- _WHAT IS EXPECTED_:
Rewrite all the items below, replacing "Locate each" with "Mark every" wherever it occurs and leaving everything else unchanged.

*** SOURCE DATA

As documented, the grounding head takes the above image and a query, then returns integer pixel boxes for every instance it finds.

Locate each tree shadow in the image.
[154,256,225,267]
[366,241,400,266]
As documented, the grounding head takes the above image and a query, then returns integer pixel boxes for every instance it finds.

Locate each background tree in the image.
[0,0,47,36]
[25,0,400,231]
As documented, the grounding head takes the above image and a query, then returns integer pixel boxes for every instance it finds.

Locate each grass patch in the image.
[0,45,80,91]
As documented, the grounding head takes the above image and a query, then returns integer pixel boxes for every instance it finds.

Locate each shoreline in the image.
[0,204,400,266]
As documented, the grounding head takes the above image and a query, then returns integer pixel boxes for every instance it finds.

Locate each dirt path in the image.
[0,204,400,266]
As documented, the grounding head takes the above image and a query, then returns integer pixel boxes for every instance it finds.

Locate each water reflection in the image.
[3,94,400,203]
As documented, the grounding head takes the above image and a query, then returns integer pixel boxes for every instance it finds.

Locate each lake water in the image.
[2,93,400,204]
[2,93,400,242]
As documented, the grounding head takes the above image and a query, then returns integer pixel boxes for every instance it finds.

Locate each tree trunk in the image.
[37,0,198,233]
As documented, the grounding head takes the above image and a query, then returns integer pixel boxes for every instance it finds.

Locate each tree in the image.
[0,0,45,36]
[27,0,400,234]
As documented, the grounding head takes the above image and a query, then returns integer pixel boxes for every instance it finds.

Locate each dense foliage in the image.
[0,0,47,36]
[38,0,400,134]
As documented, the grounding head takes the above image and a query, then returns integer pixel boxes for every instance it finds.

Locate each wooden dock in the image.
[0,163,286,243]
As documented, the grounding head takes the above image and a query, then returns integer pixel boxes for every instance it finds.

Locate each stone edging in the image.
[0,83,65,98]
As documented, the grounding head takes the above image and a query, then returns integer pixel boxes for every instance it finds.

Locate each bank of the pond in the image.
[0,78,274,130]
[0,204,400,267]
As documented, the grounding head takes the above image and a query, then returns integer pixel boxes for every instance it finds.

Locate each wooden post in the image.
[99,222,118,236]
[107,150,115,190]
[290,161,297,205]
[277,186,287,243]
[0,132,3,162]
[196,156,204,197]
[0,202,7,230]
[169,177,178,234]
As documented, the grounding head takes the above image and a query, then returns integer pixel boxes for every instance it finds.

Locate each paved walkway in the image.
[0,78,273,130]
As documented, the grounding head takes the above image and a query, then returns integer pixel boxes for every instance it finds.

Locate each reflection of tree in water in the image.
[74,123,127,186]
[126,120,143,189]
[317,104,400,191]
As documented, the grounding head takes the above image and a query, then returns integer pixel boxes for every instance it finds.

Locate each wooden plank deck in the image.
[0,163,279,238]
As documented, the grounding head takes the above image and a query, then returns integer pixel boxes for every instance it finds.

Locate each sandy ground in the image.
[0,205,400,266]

******

- _RESULT_:
As documented, the grounding head takes the above image and a query, then returns integer pixel boxes for every instance it finds.

Mark every tree shadow in the image.
[154,256,225,267]
[366,241,400,266]
As documented, the grounding head takes the above image and a query, then returns integer pixel boxes for every instance it finds.

Mark every background tree in the image.
[0,0,47,36]
[25,0,400,231]
As documented, the grounding head takes the above image and a query, then returns integer pixel boxes for every instance it finds.

Mark every grass patch in the image.
[0,45,80,91]
As documented, the grounding head takes the above image and a query, then returns integer pixel boxes for every instance it finds.

Mark every shoreline in the image.
[0,204,400,266]
As documented, the grounding head takes the above image and a query, then returns integer pixel boxes for every instance it finds.

Mark every dirt path in the image.
[0,204,400,266]
As documented, the grounding head takes the above image and a query, then returns integer pixel boxes for every instance it finds.

Mark every water reflection in the image.
[3,94,400,203]
As documented, the grounding head takes the above image and a query, then returns integer pixel boxes for every instance it finds.

Mark every lake water in the image.
[2,93,400,204]
[2,93,400,242]
As documented, the grounding head takes the above image and a query, then returns integer pixel boxes for every instance it finds.

Mark every tree trunk in the image.
[37,0,198,233]
As documented, the grounding head takes the above image and a query, then returns integer pixel boxes for every instance it finds.

Mark every tree in the image.
[0,0,45,36]
[27,0,400,234]
As documented, the grounding head takes the above image and a query, then returns integer pixel boxes for every instance it finds.

Mark every dense foliage in the image.
[0,0,47,36]
[38,0,400,134]
As documented, the grounding head takes the above image and a query, then returns integer pixel boxes for every instance it finds.

Mark every wooden dock in the image.
[0,163,286,243]
As documented, the grounding head takes the above image and a query, then returns integer pixel boxes for every instance it finds.

Mark every stone edging in the image.
[0,83,65,98]
As documented, the grounding head takes the above image and a query, then returns integer pixel boxes for every instance it finds.

Mark every bank of the pond in the image.
[0,78,274,130]
[0,204,400,267]
As documented, the grounding head takes the above image and a query, then returns integer pixel boxes for every instance it finds.

Mark every wooden post in the image.
[99,222,118,236]
[107,150,115,190]
[290,161,297,205]
[277,186,287,243]
[0,132,3,162]
[196,156,204,197]
[0,202,7,230]
[169,177,178,234]
As documented, the grounding head takes the above image and a query, then returns integer pixel boxes for every instance it finds.

Mark every paved walkway in the image.
[0,78,273,130]
As documented, the grounding head takes the above image and a query, then returns integer pixel boxes for every instance it finds.

Mark every reflection of tree in water in the image.
[74,123,127,186]
[126,120,143,189]
[317,104,400,191]
As documented, the grounding head takes the above image and a query, then returns integer pixel boxes for every instance it finds.

Mark every wooden plank deck in the image.
[0,163,279,238]
As documented, the grounding head takes the above image and a query, then returns integer pixel boxes for every instance it finds.

Mark every sandy ground in the image.
[0,205,400,266]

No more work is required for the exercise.